The task:
Pictures aside, each entry has to be returned exactly as it stands.

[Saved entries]
:::

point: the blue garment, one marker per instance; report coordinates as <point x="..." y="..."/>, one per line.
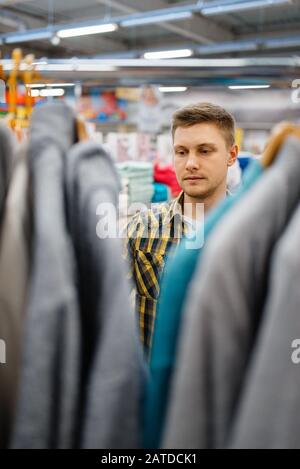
<point x="178" y="274"/>
<point x="161" y="193"/>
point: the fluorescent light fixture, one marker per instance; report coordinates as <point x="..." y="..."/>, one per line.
<point x="52" y="93"/>
<point x="60" y="85"/>
<point x="40" y="63"/>
<point x="55" y="68"/>
<point x="168" y="54"/>
<point x="172" y="89"/>
<point x="36" y="85"/>
<point x="87" y="30"/>
<point x="141" y="20"/>
<point x="34" y="93"/>
<point x="50" y="85"/>
<point x="248" y="87"/>
<point x="222" y="9"/>
<point x="27" y="36"/>
<point x="90" y="67"/>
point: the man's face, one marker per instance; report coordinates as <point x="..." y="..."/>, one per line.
<point x="201" y="159"/>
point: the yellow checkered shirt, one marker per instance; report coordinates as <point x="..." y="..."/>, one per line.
<point x="150" y="236"/>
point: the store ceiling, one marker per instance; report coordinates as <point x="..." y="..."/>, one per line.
<point x="259" y="24"/>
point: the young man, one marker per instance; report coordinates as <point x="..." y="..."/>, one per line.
<point x="204" y="149"/>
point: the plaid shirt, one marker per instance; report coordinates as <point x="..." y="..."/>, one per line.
<point x="150" y="236"/>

:::

Answer area:
point: the blue garment, one marker per instance; report coordinates as <point x="..." y="..."/>, one per line.
<point x="178" y="274"/>
<point x="161" y="193"/>
point: the fluorescent light fixture, one marker per instance; report coordinates as <point x="..." y="..."/>, one per line.
<point x="52" y="93"/>
<point x="60" y="85"/>
<point x="40" y="63"/>
<point x="55" y="68"/>
<point x="168" y="54"/>
<point x="172" y="89"/>
<point x="36" y="85"/>
<point x="87" y="30"/>
<point x="141" y="20"/>
<point x="34" y="93"/>
<point x="50" y="85"/>
<point x="248" y="87"/>
<point x="222" y="9"/>
<point x="27" y="36"/>
<point x="90" y="67"/>
point: the man's face, one marker per instance; report coordinates as <point x="..." y="..."/>, one per line.
<point x="201" y="159"/>
point: the yellow checkered shirt, one marker per instance; report coordinates as <point x="..." y="..."/>, one per line.
<point x="150" y="236"/>
point: the store ceiling, one marker per instance; report coordinates as <point x="..." y="..."/>, one per line.
<point x="259" y="24"/>
point: the young man, one marker per instance; report coordinates as <point x="..." y="..."/>, one per line.
<point x="204" y="149"/>
point: the plaid shirt, one marker per instance; report coordinates as <point x="..." y="..."/>, one per line.
<point x="150" y="236"/>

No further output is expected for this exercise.